Our second night in from Benin we were en route to Ougadougou late in the afternoon down a good paved road through classic Sahel landscape, sandy and desert-like but with some trees and scrub.   We could have made Ouaga that day but decided we did not want to arrive  in the late afternoon, the risk of getting lost and driving around in the dark in a strange city, poorly lit city is no fun.  Instead, we took from the Bradt African Overland guide  about a campement  located about 5km off the main road some 50 kilometre east of Ouga.   We arrived there about 5:00 PM to learn from the attending gardien that it is only open for business on the weekend.  A telephone called to the partron confirmed he was not keen on us camping on their grounds, although we could take a room for the equivalent of $40.  Clearly he had a particular idea of what a campement is We were not keen a spending that much to take a room in an empty hotel that was not even offering meals.   The late hour, the threatening rain clouds closing from the south and the vast exotic landscape in which we found ourselves inspired us to set up camp in the wild, midway between the campenent and a village called Wakpati near what has to be the largest baobab tree I have ever seen.

Camp Baobob

There is something a bit unnerving about camping in the middle of nowhere is a strange country.  You are never sure you are alone, and in this case we did see a few people passing on foot and on bicycle to and from a nearby village.   But once we were set up and the stars came out it was quite special.  We were visited in the morning by someone from the campement who apologized for us being turned away and he gave us some pintade (guinea fowl) eggs.  No hard feelings.  By 10 we were back on the road to Ouagadougou.

Our next experience with wild camping also provided some great off-road 4×4 fun.  It was a couple of days later when we left Ouga for Bobo-Dialassou.

Picnic lunch en route to Bobo-Diaoulasso, it is much wetter and greener west of Ouga.
※ ※ ※
The problem: Could you rewrite the travel account from "Our next experience" to "west of Ouga.", putting "bush camping" in place of "wild camping"?
※ ※ ※
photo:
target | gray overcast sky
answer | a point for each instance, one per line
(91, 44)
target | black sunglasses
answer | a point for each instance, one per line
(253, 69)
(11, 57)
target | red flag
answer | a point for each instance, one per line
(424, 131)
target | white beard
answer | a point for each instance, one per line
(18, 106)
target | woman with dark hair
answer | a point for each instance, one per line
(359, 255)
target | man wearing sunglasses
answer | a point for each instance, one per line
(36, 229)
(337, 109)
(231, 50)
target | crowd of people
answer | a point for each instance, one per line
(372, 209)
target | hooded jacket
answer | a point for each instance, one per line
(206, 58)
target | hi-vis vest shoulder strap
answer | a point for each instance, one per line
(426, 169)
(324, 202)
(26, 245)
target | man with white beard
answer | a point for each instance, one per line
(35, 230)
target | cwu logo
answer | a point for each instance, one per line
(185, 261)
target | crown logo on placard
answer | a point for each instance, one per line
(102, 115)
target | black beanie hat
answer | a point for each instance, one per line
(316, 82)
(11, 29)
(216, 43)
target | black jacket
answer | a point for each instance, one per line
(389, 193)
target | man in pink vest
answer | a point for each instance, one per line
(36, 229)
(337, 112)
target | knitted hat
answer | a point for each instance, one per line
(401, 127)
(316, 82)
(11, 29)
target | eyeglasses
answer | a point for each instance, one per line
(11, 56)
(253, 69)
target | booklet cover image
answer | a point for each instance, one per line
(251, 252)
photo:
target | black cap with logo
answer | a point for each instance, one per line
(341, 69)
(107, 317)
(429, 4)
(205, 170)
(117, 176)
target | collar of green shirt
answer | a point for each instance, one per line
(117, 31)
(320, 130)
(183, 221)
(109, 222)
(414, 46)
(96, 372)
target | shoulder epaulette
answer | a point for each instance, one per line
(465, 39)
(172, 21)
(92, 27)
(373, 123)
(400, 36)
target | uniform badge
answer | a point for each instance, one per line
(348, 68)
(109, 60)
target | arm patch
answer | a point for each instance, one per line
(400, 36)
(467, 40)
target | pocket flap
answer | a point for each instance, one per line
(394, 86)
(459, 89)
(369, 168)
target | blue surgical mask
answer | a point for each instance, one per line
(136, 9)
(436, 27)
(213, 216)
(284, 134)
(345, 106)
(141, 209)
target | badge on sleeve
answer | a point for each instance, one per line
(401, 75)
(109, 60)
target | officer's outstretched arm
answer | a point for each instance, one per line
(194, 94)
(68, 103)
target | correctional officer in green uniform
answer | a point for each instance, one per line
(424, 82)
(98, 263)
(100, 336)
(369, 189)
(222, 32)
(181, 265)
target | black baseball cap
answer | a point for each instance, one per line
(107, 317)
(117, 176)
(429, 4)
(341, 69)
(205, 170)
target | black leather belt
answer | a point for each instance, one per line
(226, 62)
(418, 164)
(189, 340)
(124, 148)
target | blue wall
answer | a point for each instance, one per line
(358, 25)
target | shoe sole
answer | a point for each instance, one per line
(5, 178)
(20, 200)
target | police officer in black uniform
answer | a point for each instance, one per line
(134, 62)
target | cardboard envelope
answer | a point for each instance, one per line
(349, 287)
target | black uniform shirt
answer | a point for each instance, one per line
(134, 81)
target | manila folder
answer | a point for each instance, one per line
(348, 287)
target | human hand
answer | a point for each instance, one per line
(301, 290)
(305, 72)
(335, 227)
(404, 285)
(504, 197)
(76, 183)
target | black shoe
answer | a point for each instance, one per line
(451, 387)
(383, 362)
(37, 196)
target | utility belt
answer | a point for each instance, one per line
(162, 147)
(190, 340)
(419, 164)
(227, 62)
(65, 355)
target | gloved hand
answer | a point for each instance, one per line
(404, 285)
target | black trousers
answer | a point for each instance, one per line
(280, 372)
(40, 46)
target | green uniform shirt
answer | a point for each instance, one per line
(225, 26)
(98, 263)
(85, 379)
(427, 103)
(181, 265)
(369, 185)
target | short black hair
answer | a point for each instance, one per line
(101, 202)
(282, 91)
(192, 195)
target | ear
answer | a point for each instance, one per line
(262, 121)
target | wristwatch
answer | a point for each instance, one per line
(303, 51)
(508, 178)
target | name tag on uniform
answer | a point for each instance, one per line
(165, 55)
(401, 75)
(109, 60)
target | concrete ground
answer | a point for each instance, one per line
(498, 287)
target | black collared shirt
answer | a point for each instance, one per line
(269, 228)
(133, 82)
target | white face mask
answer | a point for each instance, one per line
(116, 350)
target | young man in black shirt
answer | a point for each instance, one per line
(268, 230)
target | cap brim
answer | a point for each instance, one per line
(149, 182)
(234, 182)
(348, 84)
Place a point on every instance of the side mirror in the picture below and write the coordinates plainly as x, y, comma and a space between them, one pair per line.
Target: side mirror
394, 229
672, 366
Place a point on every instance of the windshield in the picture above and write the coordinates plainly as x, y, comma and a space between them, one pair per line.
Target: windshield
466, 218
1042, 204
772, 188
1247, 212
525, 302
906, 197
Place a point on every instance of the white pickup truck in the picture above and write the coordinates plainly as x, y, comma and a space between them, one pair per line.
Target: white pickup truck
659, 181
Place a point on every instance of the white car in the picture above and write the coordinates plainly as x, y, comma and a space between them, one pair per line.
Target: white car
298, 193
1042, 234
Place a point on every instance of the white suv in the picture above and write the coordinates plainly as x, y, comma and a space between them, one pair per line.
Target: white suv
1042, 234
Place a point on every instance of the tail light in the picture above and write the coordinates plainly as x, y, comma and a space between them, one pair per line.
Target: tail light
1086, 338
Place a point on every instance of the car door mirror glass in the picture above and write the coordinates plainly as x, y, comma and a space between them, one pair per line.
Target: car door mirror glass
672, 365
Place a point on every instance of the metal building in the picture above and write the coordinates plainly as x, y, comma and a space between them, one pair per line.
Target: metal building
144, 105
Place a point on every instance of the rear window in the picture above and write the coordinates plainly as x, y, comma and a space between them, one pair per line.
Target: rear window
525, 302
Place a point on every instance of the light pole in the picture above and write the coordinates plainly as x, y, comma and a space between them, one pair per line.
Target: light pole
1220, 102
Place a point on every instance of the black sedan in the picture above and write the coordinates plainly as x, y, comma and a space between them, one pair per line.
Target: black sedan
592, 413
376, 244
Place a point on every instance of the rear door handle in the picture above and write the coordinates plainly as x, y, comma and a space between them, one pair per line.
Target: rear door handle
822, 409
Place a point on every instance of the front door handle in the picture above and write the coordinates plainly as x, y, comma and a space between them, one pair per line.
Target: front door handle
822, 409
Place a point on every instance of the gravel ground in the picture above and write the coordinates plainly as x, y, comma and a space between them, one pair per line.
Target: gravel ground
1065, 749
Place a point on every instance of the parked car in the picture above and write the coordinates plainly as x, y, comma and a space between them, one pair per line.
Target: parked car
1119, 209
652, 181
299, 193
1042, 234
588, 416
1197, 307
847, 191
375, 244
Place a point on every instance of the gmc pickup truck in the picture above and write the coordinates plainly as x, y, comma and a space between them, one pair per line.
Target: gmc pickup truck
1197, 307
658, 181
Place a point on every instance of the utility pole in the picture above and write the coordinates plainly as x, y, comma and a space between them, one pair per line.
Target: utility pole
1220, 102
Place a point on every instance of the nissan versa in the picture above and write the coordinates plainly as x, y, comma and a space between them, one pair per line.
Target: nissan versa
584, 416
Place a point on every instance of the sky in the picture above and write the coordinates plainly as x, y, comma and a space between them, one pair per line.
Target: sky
※ ※ ※
The response:
Our next experience with bush camping also provided some great off-road 4×4 fun.  It was a couple of days later when we left Ouga for Bobo-Dialassou.

Picnic lunch en route to Bobo-Diaoulasso, it is much wetter and greener west of Ouga.